» Task directions
Rewrite the lines from the one containing "form: x=558 y=387." through the end of the records, inclusive, substituting "desert bush" for "desert shrub" and leaving everything else unchanged.

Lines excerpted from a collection
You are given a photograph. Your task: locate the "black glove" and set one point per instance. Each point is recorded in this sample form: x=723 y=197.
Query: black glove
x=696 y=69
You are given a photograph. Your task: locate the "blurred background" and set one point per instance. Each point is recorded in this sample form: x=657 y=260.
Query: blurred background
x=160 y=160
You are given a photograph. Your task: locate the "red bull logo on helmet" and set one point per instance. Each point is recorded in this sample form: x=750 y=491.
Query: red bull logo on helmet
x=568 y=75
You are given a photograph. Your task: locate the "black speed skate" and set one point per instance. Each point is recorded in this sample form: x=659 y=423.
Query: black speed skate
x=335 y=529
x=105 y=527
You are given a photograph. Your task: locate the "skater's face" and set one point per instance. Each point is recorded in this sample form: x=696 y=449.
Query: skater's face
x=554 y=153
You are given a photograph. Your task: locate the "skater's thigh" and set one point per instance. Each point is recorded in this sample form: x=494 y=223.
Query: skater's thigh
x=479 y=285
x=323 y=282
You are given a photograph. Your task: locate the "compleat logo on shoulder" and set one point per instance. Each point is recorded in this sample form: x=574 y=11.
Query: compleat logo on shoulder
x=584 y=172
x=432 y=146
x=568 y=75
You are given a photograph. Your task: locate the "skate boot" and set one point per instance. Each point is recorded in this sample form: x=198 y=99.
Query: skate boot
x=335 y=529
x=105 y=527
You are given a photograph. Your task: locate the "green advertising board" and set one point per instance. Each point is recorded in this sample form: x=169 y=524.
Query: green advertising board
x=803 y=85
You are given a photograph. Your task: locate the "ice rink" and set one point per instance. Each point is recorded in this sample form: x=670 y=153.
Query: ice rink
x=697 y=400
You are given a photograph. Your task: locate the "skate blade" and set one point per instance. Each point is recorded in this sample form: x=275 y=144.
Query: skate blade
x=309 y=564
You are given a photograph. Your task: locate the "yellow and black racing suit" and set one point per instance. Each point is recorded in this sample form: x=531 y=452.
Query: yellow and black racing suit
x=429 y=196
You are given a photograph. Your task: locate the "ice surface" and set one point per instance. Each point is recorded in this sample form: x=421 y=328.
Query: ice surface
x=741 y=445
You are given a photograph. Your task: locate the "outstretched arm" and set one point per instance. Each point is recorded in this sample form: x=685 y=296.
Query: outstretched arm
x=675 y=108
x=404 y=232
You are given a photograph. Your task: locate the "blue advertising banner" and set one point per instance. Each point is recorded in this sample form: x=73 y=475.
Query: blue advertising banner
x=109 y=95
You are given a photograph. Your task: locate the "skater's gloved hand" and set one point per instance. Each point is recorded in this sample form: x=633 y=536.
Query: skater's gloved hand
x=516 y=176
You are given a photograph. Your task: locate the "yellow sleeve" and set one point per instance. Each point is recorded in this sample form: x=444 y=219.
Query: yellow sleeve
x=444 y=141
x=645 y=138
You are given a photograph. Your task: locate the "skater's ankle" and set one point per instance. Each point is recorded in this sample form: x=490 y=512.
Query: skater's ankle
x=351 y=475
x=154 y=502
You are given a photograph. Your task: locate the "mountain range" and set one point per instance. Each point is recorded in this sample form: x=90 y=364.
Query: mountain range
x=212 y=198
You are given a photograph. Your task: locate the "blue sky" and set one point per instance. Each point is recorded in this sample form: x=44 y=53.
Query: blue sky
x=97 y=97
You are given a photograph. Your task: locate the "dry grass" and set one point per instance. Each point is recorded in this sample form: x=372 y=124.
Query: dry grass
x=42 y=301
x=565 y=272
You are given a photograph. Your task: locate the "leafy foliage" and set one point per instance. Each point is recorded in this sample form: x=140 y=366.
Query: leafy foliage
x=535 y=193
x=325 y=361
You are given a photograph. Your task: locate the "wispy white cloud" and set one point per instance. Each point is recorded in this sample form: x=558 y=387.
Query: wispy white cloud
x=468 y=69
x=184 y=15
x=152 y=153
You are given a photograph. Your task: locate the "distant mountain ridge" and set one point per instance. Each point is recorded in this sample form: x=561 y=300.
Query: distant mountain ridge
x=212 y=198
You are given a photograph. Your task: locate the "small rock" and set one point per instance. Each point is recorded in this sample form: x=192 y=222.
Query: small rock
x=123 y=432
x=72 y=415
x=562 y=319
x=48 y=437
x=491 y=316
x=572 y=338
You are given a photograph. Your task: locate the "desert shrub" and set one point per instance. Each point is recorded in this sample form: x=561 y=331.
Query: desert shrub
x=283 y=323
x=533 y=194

» Answer to the exercise
You are given a photograph. Your task: locate the "wispy white cloud" and set one point per instance. Each point is recorded in this sample form: x=558 y=387.
Query: wispy white cloud
x=468 y=69
x=184 y=15
x=152 y=153
You are given a photograph. Your task: locate the "distant mountain ridge" and set one point per instance. Each point is recorded in this sample form: x=561 y=300.
Query: distant mountain ridge
x=212 y=198
You are given a photograph. Your task: locate the "small rock" and set one point per instance. Each point is recorded in this sample form: x=192 y=222.
Query: small rock
x=123 y=432
x=72 y=415
x=562 y=319
x=48 y=437
x=491 y=316
x=572 y=338
You are given a photograph. Your task: locate the "desert bush" and set one point per instance. Each point is recorded in this sample form: x=561 y=331.
Query: desert bush
x=283 y=323
x=533 y=194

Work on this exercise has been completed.